## Records from a point labeling set
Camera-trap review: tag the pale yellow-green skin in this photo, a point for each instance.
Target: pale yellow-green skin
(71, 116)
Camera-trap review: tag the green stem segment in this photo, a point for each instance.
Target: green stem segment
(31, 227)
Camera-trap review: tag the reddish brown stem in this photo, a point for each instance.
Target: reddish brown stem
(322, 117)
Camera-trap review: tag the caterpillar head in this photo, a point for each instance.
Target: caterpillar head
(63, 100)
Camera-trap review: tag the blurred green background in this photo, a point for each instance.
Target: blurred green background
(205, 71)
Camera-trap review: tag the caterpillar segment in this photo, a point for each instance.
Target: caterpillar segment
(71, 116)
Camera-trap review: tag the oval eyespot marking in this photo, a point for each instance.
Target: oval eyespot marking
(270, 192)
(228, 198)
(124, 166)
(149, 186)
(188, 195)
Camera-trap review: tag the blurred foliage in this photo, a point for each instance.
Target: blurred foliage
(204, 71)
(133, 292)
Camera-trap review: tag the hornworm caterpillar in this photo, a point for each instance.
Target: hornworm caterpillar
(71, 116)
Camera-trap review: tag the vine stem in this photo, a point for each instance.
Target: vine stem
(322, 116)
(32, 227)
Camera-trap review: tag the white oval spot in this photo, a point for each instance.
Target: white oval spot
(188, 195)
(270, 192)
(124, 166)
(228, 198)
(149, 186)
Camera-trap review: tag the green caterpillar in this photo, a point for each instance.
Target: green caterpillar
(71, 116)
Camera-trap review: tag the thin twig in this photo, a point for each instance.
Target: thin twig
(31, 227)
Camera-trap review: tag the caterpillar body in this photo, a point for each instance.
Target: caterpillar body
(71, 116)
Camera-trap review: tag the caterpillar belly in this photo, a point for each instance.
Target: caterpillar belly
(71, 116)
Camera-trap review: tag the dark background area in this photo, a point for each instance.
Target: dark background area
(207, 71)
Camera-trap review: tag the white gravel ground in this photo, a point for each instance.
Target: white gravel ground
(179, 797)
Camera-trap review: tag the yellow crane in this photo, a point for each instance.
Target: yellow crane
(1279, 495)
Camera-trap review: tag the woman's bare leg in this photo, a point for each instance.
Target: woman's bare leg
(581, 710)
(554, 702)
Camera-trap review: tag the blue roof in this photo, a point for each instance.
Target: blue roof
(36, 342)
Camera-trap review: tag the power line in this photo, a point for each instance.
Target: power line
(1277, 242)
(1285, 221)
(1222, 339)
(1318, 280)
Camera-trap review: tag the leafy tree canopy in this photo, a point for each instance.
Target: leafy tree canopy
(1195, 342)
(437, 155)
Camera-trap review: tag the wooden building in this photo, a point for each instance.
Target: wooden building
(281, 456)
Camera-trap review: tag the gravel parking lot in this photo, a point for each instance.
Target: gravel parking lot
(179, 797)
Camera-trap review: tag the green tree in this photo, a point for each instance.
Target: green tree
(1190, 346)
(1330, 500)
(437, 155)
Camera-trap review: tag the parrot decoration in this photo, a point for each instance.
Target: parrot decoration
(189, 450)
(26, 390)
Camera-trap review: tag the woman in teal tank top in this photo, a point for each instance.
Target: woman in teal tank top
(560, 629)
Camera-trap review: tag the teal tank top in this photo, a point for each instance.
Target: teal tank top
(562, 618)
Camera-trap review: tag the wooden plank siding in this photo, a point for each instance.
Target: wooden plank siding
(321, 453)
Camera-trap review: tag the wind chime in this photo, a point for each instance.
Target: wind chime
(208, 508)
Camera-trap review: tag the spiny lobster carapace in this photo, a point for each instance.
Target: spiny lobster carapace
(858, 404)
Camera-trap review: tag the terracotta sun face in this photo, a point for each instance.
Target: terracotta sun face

## Directions for this task
Please retype, exactly as written, every line from the line containing "Camera-trap review: tag the wooden plank" through the last line of the records above, including both of those lines, and nothing else.

## Answer below
Camera-trap review: tag the wooden plank siding in this photo, a point for each instance.
Target: wooden plank siding
(321, 453)
Camera-trap review: tag the wind chime in this photo, a point for each instance.
Target: wind chime
(208, 508)
Camera-trap review: tag the spiny lobster carapace in this photo, a point for each instance.
Target: spiny lobster carapace
(858, 404)
Camera-trap review: tag the terracotta sun face in this photo, a point for each instance.
Target: terracotta sun face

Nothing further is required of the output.